[Point annotation dataset records]

= = = = =

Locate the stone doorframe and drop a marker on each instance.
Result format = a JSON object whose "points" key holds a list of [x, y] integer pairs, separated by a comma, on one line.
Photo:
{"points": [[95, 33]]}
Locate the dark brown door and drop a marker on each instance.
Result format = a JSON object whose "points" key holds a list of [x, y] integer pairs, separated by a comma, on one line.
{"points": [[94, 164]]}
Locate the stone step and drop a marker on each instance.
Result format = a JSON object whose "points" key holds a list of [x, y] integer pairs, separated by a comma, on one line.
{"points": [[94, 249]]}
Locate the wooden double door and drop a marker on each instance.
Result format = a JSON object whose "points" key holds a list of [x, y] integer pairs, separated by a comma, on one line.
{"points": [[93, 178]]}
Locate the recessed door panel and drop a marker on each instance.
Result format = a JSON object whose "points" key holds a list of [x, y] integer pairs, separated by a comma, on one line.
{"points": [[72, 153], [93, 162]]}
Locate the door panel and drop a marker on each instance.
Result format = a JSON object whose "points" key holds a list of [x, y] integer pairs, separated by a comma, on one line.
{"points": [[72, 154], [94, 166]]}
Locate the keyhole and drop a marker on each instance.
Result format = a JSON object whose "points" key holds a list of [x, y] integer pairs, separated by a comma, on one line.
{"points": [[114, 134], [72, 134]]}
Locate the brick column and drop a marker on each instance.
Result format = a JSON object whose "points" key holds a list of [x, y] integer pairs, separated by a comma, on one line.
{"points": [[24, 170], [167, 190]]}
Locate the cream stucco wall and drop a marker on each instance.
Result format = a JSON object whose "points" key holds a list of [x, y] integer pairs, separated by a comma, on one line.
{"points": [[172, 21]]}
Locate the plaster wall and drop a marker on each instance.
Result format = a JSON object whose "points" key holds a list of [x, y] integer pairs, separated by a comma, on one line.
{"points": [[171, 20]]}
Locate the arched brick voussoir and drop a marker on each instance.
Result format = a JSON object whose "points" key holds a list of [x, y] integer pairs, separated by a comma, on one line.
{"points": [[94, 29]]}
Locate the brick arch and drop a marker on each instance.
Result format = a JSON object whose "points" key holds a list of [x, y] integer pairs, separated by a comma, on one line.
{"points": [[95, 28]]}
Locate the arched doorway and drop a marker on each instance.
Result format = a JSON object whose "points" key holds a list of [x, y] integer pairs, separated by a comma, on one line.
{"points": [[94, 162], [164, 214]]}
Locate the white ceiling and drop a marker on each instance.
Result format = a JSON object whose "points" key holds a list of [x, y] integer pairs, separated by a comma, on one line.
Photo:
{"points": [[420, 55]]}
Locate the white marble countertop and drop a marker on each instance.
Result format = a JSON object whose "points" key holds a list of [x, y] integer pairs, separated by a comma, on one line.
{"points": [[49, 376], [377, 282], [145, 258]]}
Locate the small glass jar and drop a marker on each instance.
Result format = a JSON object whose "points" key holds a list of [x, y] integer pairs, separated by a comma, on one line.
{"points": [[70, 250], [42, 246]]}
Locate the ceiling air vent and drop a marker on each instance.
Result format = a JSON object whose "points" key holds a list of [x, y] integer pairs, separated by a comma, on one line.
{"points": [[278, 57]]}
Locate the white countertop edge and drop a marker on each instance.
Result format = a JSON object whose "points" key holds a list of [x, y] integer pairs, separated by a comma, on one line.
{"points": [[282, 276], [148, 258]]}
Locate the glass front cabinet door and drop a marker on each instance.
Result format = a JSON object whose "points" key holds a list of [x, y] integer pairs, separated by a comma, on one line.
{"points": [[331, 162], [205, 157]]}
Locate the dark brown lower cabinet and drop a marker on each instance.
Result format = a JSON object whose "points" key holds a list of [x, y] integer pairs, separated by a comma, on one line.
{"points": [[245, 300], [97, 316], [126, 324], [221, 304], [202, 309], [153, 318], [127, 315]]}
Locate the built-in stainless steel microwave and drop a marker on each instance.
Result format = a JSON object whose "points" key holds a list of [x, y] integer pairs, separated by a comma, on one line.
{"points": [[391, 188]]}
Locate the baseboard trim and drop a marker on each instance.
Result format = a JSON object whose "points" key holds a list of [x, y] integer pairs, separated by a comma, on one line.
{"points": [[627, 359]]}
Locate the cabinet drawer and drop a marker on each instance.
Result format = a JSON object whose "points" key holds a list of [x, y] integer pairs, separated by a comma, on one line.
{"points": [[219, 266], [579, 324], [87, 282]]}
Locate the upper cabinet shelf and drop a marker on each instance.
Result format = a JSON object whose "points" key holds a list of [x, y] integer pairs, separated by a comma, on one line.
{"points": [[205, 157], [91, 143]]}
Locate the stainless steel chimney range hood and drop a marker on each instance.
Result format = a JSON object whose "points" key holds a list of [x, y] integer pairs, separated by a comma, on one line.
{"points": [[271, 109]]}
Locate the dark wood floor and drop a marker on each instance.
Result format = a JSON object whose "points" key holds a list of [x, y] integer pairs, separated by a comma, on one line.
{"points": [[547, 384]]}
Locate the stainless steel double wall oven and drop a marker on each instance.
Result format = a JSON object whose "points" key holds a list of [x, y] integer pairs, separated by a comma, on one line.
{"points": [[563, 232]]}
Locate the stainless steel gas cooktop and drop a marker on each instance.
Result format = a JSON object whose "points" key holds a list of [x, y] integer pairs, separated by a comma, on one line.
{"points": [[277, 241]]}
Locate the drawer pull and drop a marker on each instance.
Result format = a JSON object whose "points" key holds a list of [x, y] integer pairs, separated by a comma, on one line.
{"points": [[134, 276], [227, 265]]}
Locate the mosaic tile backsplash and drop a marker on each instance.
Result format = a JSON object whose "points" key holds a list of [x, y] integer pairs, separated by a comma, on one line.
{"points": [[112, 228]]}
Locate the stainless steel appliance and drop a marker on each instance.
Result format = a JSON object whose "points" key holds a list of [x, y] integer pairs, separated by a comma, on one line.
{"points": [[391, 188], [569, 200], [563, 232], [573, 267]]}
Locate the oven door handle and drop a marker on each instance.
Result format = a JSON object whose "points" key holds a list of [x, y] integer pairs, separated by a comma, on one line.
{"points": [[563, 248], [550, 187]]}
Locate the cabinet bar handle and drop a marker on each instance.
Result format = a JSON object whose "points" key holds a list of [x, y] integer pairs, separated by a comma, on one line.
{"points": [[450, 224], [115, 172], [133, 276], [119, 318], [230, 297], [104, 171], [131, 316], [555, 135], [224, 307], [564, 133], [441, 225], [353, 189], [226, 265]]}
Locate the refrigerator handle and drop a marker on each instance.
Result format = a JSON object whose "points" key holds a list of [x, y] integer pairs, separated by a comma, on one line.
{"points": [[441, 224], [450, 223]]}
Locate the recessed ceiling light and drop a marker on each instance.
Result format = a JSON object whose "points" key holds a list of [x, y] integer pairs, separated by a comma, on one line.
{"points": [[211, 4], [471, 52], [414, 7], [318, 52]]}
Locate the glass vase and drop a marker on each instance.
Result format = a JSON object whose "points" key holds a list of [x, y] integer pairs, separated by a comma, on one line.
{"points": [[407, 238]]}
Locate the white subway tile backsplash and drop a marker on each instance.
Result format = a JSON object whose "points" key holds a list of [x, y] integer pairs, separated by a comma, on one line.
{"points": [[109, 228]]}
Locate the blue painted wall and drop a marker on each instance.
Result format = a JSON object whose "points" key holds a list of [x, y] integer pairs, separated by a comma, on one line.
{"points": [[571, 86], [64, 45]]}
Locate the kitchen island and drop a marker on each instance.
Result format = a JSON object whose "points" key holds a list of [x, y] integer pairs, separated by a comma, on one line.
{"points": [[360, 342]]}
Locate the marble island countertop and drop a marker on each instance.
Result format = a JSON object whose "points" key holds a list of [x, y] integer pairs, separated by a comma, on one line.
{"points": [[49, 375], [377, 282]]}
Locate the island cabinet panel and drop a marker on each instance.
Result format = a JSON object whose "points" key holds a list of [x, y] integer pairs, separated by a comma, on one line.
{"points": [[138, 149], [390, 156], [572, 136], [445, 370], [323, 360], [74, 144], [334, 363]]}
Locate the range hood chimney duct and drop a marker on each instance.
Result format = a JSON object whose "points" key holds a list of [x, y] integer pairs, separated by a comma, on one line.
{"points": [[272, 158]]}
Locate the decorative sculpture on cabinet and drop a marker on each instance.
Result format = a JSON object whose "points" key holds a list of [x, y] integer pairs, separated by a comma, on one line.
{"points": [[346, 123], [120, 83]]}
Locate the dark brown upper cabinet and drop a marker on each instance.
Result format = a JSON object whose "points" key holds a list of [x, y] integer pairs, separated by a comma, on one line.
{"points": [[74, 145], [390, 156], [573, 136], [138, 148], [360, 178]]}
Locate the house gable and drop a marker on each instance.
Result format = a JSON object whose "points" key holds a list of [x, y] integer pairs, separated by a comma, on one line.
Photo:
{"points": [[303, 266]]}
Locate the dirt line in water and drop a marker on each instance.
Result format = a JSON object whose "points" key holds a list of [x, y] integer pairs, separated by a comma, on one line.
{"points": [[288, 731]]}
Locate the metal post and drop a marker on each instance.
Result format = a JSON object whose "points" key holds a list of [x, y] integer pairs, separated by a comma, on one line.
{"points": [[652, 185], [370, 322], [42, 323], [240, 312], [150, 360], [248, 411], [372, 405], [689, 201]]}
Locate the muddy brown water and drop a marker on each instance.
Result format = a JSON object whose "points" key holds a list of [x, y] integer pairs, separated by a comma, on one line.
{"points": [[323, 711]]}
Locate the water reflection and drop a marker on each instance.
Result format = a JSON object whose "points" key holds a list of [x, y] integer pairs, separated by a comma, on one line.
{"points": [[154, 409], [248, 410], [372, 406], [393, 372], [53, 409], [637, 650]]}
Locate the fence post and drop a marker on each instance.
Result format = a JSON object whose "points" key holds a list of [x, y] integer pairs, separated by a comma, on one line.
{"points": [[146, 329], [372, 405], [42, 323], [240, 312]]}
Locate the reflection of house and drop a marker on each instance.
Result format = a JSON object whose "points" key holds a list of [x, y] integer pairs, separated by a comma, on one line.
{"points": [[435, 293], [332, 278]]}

= = = = =

§ **Work to complete**:
Starting with the line that contains "Locate the dirt", output every line through the end of the listing above, unchanged.

§ **Worked solution**:
Locate the dirt line in water and drop a marker on each instance.
Result format = a JSON object whose "points" key holds a list of [x, y] integer pairs, separated by a comma, on one line.
{"points": [[288, 731]]}
Locate the metal post and drop a marker on each instance.
Result format = a JSON object whose "points" key holds a list of [x, y] integer pairs, separated by a comma, on one line.
{"points": [[652, 185], [370, 322], [42, 323], [240, 312], [150, 360], [248, 411], [372, 405], [689, 201]]}
Locate the muddy brown water and drop a marker on each instance.
Result format = a JSON object whose "points" key holds a list of [x, y] integer pairs, separated by a comma, on one line.
{"points": [[323, 711]]}
Locate the water reflection and drop a marker on each instance.
Result format = a JSON object whose "points" key holds a list of [x, y] integer pairs, separated by a comma, on one line.
{"points": [[154, 409], [248, 410], [372, 406], [393, 372], [53, 409], [637, 650]]}
Locate the fence post and drop a marker on each instance.
Result format = a JSON object whose "points" key holds a list of [x, y] integer pairs, separated by a comma, on one line.
{"points": [[146, 329], [372, 405], [42, 323], [240, 312]]}
Locate the reflection of house and drop a marker on each instance.
Result format = a JSON object whose "points" key holds a list of [x, y] integer pairs, separated by a comma, on one line.
{"points": [[435, 293], [332, 278]]}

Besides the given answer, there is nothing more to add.